What needs to be done
For this exercise, write out each entry below exactly, omitting the images.

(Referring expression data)
►
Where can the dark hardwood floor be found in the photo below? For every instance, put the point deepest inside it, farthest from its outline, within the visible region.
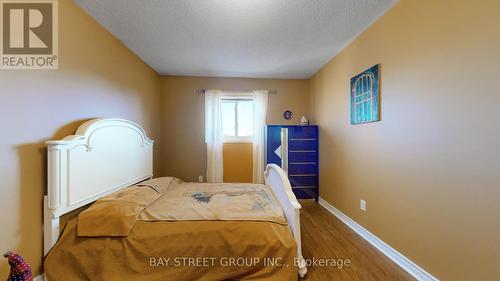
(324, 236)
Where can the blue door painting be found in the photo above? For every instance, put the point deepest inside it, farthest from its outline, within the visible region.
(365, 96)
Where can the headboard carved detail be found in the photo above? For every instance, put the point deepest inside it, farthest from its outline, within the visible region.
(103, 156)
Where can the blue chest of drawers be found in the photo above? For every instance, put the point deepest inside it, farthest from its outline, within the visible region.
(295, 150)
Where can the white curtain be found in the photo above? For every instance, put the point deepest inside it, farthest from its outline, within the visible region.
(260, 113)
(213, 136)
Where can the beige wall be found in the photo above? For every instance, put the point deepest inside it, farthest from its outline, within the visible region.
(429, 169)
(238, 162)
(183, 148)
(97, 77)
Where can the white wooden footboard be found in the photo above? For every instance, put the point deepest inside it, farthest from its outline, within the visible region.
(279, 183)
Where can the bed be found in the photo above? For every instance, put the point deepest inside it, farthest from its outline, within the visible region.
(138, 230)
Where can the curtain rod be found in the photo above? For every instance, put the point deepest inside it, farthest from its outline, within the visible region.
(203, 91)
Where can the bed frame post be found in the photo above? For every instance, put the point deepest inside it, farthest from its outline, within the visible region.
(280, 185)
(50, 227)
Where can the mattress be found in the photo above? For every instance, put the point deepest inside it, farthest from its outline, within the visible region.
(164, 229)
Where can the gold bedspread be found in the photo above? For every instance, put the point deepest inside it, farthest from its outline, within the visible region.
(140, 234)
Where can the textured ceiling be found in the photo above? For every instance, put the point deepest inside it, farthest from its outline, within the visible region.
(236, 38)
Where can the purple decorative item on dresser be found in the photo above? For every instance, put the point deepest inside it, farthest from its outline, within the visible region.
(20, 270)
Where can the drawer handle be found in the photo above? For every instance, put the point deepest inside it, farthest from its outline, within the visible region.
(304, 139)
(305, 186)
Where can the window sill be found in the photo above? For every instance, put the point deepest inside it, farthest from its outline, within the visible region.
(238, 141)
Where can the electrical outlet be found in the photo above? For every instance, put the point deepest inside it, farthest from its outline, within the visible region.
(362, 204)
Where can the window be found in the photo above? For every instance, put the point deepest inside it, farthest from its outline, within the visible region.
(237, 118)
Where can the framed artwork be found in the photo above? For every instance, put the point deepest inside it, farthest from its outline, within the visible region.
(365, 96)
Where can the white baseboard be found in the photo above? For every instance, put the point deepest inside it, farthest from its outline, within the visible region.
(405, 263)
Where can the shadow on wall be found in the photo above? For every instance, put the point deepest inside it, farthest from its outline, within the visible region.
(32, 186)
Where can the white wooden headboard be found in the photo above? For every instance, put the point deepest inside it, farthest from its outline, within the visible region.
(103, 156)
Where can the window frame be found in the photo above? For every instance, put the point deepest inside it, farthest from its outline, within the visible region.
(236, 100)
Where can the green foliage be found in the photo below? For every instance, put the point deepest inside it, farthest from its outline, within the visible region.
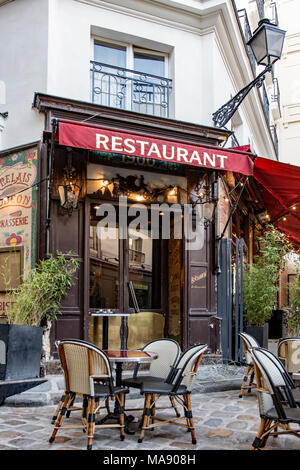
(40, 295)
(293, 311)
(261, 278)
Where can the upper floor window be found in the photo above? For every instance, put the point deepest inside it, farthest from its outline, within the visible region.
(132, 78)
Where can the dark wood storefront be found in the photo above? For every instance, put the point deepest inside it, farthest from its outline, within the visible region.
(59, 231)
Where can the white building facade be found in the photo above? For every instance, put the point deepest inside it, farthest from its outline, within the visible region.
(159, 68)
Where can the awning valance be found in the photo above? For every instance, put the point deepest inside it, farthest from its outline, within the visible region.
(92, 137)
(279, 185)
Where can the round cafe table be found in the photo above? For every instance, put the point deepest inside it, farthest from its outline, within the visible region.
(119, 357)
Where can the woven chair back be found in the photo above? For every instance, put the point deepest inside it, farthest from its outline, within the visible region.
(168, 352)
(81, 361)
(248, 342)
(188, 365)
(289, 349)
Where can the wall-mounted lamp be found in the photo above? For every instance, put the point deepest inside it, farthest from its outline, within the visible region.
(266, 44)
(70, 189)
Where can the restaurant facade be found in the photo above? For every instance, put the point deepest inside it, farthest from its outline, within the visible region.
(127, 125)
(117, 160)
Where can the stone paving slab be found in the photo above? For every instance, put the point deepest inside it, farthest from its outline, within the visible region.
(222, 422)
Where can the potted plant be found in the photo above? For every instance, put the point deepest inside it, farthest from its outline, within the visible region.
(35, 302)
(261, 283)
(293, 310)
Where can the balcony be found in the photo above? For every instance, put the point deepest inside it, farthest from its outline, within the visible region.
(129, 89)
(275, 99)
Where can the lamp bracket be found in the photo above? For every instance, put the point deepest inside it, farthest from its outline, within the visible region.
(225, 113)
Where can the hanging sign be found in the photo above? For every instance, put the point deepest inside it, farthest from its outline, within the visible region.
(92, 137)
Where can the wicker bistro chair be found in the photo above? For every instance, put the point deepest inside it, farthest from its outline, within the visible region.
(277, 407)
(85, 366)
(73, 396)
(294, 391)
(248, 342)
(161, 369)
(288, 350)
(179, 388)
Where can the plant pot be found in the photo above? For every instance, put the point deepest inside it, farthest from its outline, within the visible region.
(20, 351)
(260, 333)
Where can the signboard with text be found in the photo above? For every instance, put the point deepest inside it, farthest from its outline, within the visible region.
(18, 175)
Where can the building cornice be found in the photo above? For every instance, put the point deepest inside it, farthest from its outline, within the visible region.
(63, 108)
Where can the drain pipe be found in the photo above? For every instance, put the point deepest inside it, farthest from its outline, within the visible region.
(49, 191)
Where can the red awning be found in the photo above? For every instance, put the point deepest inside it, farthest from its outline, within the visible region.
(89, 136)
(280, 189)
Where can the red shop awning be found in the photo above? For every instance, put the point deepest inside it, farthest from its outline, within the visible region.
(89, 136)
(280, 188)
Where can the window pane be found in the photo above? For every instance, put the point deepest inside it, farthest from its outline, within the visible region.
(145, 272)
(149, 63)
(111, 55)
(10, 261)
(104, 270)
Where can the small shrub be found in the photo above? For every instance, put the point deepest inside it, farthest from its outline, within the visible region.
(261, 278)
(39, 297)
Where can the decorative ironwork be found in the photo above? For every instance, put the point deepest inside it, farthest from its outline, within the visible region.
◄
Result of this task
Where can the dark hardwood floor be found in the photo below? For every instance, put the point deepest inside it, farthest from its outline, within the visible region.
(324, 236)
Where can the blue door painting be found in the photo above? For every instance, put the point deepest inside it, farthest from its outline, within the visible region.
(365, 96)
Where can the headboard carved detail be found in the photo above? For every instance, put the point deepest inside it, farthest from its outline, within the visible region.
(103, 156)
Where can the blue chest of drawers be found in the photo above? For every instance, put the point deepest inside it, farthest from its outline, within the visible region.
(295, 150)
Where can the white curtain be found in the photo above? For every instance, put the point deepest inside it, farthest from its outline, within the visible region.
(260, 113)
(213, 136)
Where can the beige wall be found in the photo above? For every instance, put the point deepest inside it, farthest from its outline, within the visible region.
(429, 169)
(238, 162)
(183, 148)
(97, 77)
Where can the white wooden footboard be found in the photo above? For every instance, put the point deepest inside it, farthest from its outline, within the visible region.
(279, 183)
Where can the bed be found in the photo above? For every instance, put the point deepest inside it, farthest from its outline, within the visible region.
(138, 230)
Where can the curtain rod be found in the photo above? For every instance, put the point deepest inside it, farthest from its outline, within the visible region.
(203, 91)
Where can the bed frame post be found in the photo above? For every instance, put the point deepest inside it, farthest from its outline, within the visible region.
(280, 185)
(50, 227)
Where can the mattress be found in the photo above? For every instance, put the point deepest inside it, farthest from its outline, within the visible region.
(164, 229)
Where can the gold bedspread be found in the photo above? For every instance, put the point deepest inside it, farthest from its outline, within the visible region.
(140, 234)
Where can the textured ceiling be found in the photo above? For every instance, put the point deepest inside it, farthest from its outline, within the visible region.
(236, 38)
Where can the purple decorative item on dresser be found in the photo above? For every instance, put the point deepest inside it, farthest from its outline, within the visible region.
(20, 270)
Where can the drawer handle be found in the photo above? For every instance, put the point deepest inside it, farthest from its outline, within the visible region.
(304, 139)
(305, 186)
Where can the window sill be found in the photo above? For every instance, put the point deepest inside it, farthest from its outline, within the visible region.
(238, 141)
Where can the electrical outlet be found in the photo above? For every instance, put the point deepest inside it, farthest from its outline, within the visible region.
(362, 204)
Where can the window be found in the photo above? For every instance, put the point deepest inside it, farthest from its outline, within the visible region.
(237, 118)
Where can the framed artwork be found in the photo above? For every instance, put the point deepest inside it, farthest from its outline, within the visible region.
(365, 96)
Where can the white baseboard be found in the photo above? For every instance, put the point deepest inside it, farthest from its outline, within the visible region.
(405, 263)
Where can the shadow on wall be found in the photo above? For every instance, put the point deepest inside it, farthest from its outline, within the visible region.
(32, 186)
Where can the white wooden headboard be found in the photo above? For every instance, put the point deepest inside it, farthest from its outline, within the visible region.
(103, 156)
Where can the window frame be found in the photo above? For every instance, put the point deepest inside it, farthest from its outline, within the visible region.
(236, 100)
Where can the green foliage be found in the photo below? For every instance, put the point deepest inside it, farthest from its outline, within the visible region.
(40, 295)
(293, 311)
(261, 278)
Where can the upper floor window be found in the photo above? For every instance, put the point deepest inside it, farthest from its outline, within the visible region.
(132, 78)
Where can the dark wood storefront be found in the photo above? For every instance, put the point deepest inside it, farthest from its outline, within the visible region.
(59, 231)
Where can the white building facade be found in the photo above? For every instance, put the point deepest inside it, farthest from its outline, within the visible region.
(159, 68)
Where can the awning valance be found in the photo above? For every instance, put the point deepest inside it, farthest from its outline, within the visible region.
(92, 137)
(279, 185)
Where can the round cafe table be found in the photo above? For every instance, put the point deepest inside it, farthest from its outline, within the visible region.
(119, 357)
Where can the woven chair back be found in the photo above? For every instance, put the point deepest inside it, farthest from its outline, within the visible region.
(168, 352)
(81, 361)
(248, 342)
(188, 365)
(289, 349)
Where can the wall-mounted lamp be found in the photo above? For every instance, put the point deepest inside it, farthest from its outline, within the visible region.
(266, 44)
(70, 189)
Where can the restaurant facade be found in the photo above? For every instance, put the point deepest inside it, farthest from its outline, within the visible region.
(127, 125)
(117, 160)
Where can the stone paving slab be found in the photo above? For every instance, put the point deepest inside it, farthest from its outline, within the visible region.
(222, 422)
Where can the potted plant be found in the photo above? For every instance, put the point deepest inside it, farthest from its outline, within the visible region.
(35, 302)
(261, 283)
(293, 310)
Where can the balcony be found in the photo above? For every instance, put the point deepest inside it, farthest from its outline, within the visible region.
(129, 89)
(275, 99)
Where can the lamp bracket be found in the photo above? For every instance, put the point deepest inside it, farthest from its outline, within the visible region.
(225, 113)
Where can the hanging sign be found in the photo above? For every instance, put the point deepest inside it, farthest from its outline, within the visible region.
(92, 137)
Where can the wicker bistro chair be found in the photo above? For every instance, put the point deepest inside it, farthest from its outline, within the visible region.
(277, 407)
(85, 366)
(73, 396)
(294, 391)
(248, 342)
(161, 369)
(288, 350)
(179, 388)
Where can the plant pot be found in the photo above? For every instance, put the point deepest inside it, farthest from its outline, within the visible region.
(20, 351)
(260, 333)
Where can the signboard with text be found in the photo above? For every instance, put the point deepest inside it, farthest from its outline, within the visible region.
(18, 175)
Where can the building cornice be found in the photo above? For every instance, put the point deepest inside it, farthest from its outline, within the visible region.
(63, 108)
Where can the drain pipe be found in the photo above? For every instance, put the point deepest inside it, farthest from its outline, within the visible region.
(49, 191)
Where can the red awning be found in the photo above? For every instance, put the point deepest inside it, farthest from its outline, within the visible region.
(89, 136)
(280, 189)
Where can the red shop awning be found in the photo above? For every instance, put the point deepest inside it, farthest from its outline, within the visible region.
(89, 136)
(280, 188)
Where can the window pane be found in the photo above? For every instance, put the point deepest inside it, farthest from its outline, within the visible region.
(145, 272)
(149, 63)
(111, 55)
(10, 261)
(104, 270)
Where can the small shrub be found in the photo above? For every instance, put the point deepest inside it, farthest from its outline, within the visible region.
(261, 278)
(39, 297)
Where can the decorative ironwork be found in the photo above? For every instance, put the point deepest inside it, farthest from its outline, within the visible region.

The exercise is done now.